## Try it:
Write a continuation of the article on Illinois prison healthcare reforms, starting after its final sentence.

## Provided text:
Accused of enabling negligence and providing substandard care, Illinois has agreed to a series of reforms intended to improve health throughout its prison system.
Under the agreements, writes the Chicago Tribune, a federal monitor will oversee adjustments to prison healthcare. Among the accepted changes are increased medical and dental staffing, ‘proper training and qualifications for staff, and infection and quality control measures.’
The Tribune says the changes were brought by a long-standing class action lawsuit, filed nearly eight years ago. It claimed that Illinois inmates regularly receive inadequate medical and dental care.
The Illinois Department of Corrections did not respond to requests for comment. Meanwhile, Gov. Bruce Rauner’s office urged caution, saying the settlement isn’t final and still needs to be approved by a court.
That hasn’t stopped attorneys from celebrating what they view as a milestone breakthrough for inmates.
“I’m thrilled that my clients, the prisoners throughout the state of Illinois, will finally get the medical care that is constitutionally mandated,” said Uptown People’s Law Center Executive Director Alan Mills. “While Illinois has abolished the death penalty, the terrible medical care that is provided amounts to a slow-motion death penalty for far too many prisoners.”
Reviews commission by Mills and the plaintiff concurred, indicating that poor prison healthcare has contributed to a slew of unnecessary deaths.
“Based on record reviews, we found that clinical care was extremely poor and resulted in preventable morbidity and mortality,” said one 2018 report.
In one case, highlighted by the Chicago Tribune, a mentally ill inmate swallowed two sporks. Sent to a facility infirmary, a nurse “documented that the patient ‘will have no complication from swallowing a foreign object.’”
For months, the same inmate complained of physical symptoms resulting from swallowing sporks. He died three months after he was first checked.

Natural-language object grounding data:
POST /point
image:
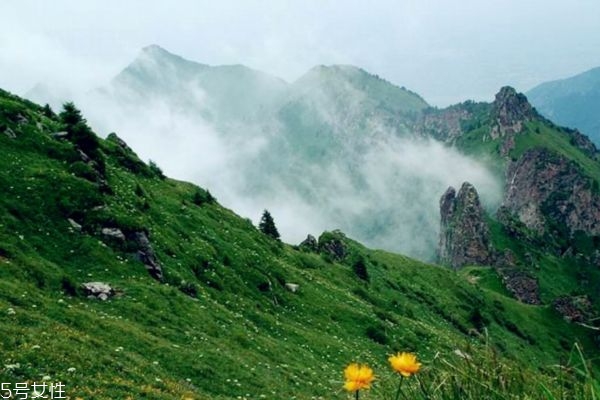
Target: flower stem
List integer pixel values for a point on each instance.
(399, 389)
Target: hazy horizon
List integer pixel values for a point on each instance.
(447, 53)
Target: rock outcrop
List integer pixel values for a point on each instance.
(464, 234)
(332, 244)
(575, 309)
(145, 253)
(309, 244)
(114, 233)
(523, 286)
(547, 191)
(98, 290)
(509, 111)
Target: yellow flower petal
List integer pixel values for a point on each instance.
(358, 377)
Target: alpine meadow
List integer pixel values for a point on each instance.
(185, 230)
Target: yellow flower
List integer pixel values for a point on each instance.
(358, 377)
(405, 363)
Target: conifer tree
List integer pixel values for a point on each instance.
(267, 225)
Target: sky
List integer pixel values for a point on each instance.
(447, 51)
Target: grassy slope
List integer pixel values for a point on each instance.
(242, 335)
(557, 276)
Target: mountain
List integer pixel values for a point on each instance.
(545, 233)
(122, 283)
(572, 102)
(336, 149)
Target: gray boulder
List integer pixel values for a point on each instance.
(98, 290)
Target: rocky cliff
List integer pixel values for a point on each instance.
(547, 191)
(464, 235)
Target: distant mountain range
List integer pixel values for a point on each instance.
(337, 148)
(573, 102)
(154, 289)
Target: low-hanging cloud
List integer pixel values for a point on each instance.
(381, 188)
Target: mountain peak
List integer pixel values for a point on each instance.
(510, 109)
(156, 52)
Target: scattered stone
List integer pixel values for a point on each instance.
(114, 233)
(292, 287)
(333, 245)
(98, 290)
(10, 133)
(21, 119)
(574, 309)
(84, 157)
(310, 244)
(146, 255)
(462, 354)
(74, 224)
(544, 188)
(464, 235)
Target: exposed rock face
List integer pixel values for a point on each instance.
(583, 143)
(292, 287)
(464, 235)
(146, 255)
(444, 125)
(524, 287)
(74, 225)
(114, 233)
(309, 244)
(98, 290)
(543, 188)
(574, 309)
(10, 133)
(333, 245)
(509, 110)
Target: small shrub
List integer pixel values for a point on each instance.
(155, 169)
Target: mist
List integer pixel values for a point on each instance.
(386, 197)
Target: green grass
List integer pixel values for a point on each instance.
(240, 334)
(541, 135)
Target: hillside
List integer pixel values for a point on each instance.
(201, 304)
(545, 234)
(573, 102)
(334, 149)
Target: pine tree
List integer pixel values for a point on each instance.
(267, 225)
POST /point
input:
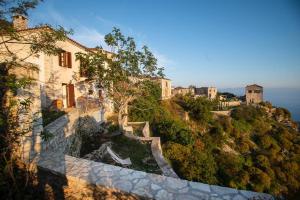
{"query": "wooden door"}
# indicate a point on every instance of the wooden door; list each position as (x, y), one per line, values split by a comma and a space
(70, 95)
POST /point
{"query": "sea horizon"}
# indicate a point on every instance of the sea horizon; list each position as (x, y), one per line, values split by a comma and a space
(288, 98)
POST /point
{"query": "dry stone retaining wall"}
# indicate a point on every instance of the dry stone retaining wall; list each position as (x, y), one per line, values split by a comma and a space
(123, 180)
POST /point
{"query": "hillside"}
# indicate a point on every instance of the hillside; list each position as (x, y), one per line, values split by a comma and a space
(256, 148)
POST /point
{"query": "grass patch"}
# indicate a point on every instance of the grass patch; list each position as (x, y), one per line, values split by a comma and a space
(51, 115)
(138, 129)
(139, 153)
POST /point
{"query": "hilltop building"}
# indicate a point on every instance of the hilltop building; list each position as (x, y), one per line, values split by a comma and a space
(209, 92)
(254, 94)
(183, 91)
(166, 87)
(59, 80)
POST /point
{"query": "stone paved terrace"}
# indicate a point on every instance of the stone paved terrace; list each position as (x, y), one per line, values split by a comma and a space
(137, 182)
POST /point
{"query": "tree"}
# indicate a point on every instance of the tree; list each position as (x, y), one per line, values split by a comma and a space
(16, 74)
(128, 69)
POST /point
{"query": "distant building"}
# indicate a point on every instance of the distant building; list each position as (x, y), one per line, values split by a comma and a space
(166, 87)
(183, 91)
(254, 94)
(209, 92)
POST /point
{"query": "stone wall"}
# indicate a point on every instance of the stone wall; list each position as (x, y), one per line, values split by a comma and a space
(67, 130)
(86, 176)
(120, 180)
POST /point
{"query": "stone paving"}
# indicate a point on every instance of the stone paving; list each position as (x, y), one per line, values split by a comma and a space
(153, 186)
(137, 182)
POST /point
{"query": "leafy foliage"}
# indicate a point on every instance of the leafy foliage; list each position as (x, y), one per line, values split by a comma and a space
(264, 156)
(14, 176)
(128, 68)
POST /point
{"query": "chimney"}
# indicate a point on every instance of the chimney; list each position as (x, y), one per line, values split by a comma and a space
(20, 22)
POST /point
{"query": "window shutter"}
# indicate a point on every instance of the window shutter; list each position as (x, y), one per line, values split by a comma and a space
(65, 61)
(60, 59)
(69, 59)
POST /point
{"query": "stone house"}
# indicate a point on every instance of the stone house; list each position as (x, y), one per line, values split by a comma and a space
(182, 91)
(59, 77)
(166, 87)
(209, 92)
(254, 94)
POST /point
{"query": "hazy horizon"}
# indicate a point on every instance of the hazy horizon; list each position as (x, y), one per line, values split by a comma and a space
(221, 43)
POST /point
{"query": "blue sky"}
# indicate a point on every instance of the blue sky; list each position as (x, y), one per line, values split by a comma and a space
(222, 43)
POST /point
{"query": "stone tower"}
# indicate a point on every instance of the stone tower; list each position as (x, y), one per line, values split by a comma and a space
(20, 22)
(254, 94)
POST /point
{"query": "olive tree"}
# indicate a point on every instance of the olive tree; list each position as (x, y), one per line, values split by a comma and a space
(127, 70)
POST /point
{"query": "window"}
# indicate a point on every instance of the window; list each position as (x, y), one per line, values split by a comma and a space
(65, 59)
(91, 92)
(83, 69)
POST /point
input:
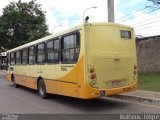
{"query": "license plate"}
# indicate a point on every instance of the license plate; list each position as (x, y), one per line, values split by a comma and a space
(116, 83)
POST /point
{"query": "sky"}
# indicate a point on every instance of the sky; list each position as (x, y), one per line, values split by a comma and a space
(68, 13)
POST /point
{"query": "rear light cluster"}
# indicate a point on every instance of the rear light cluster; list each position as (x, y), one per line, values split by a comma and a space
(92, 77)
(135, 72)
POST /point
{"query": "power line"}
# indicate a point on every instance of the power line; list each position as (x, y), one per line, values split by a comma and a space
(139, 15)
(140, 22)
(149, 23)
(131, 14)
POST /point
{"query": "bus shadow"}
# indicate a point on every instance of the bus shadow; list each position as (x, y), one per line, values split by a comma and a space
(90, 105)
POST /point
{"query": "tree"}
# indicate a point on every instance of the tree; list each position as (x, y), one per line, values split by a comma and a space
(22, 22)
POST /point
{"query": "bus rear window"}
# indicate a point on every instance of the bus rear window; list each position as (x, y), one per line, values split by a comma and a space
(125, 34)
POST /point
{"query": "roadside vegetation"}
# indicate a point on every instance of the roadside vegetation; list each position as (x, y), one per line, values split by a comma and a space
(149, 81)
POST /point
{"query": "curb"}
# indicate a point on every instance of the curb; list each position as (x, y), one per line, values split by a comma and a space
(3, 71)
(138, 99)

## Solved problem:
“The death was attributed to a gastrointestinal bleed from lacerations caused by a foreign body,” said the 2018 review—which added that the Department of Corrections’ own investigation “found no problems with medical care.”
Another 26-year old inmate incarcerated at Illinois River Correctional Center “Repeatedly informed health care staff that he had atrial fibrillation, a fact that was confirmed by his jail records, but this history was discounted until he suffered a stroke.”
“Had clinical staff listened to the patient and reviewed his jail record,” claims the review, “they would have learned that he should have been on blood thinners to reduce the chances of this devastating event.”
The News-Gazette notes that the Illinois Department of Corrections hires outside contractors to provide prison healthcare.
Camille Bennett, an attorney with the Illinois branch of the American Civil Liberties Union, said the settlement will mandate long-lacking accountability within the prison system.
“The state of Illinois will now be bound by a court-enforceable agreement with specific benchmarks and structure for measuring success,” Bennett said. “Most important, there will now be a monitor in place to oversee the entire function of the health care system in Illinois prisons. The monitor will be there to demand improvements and accountability.”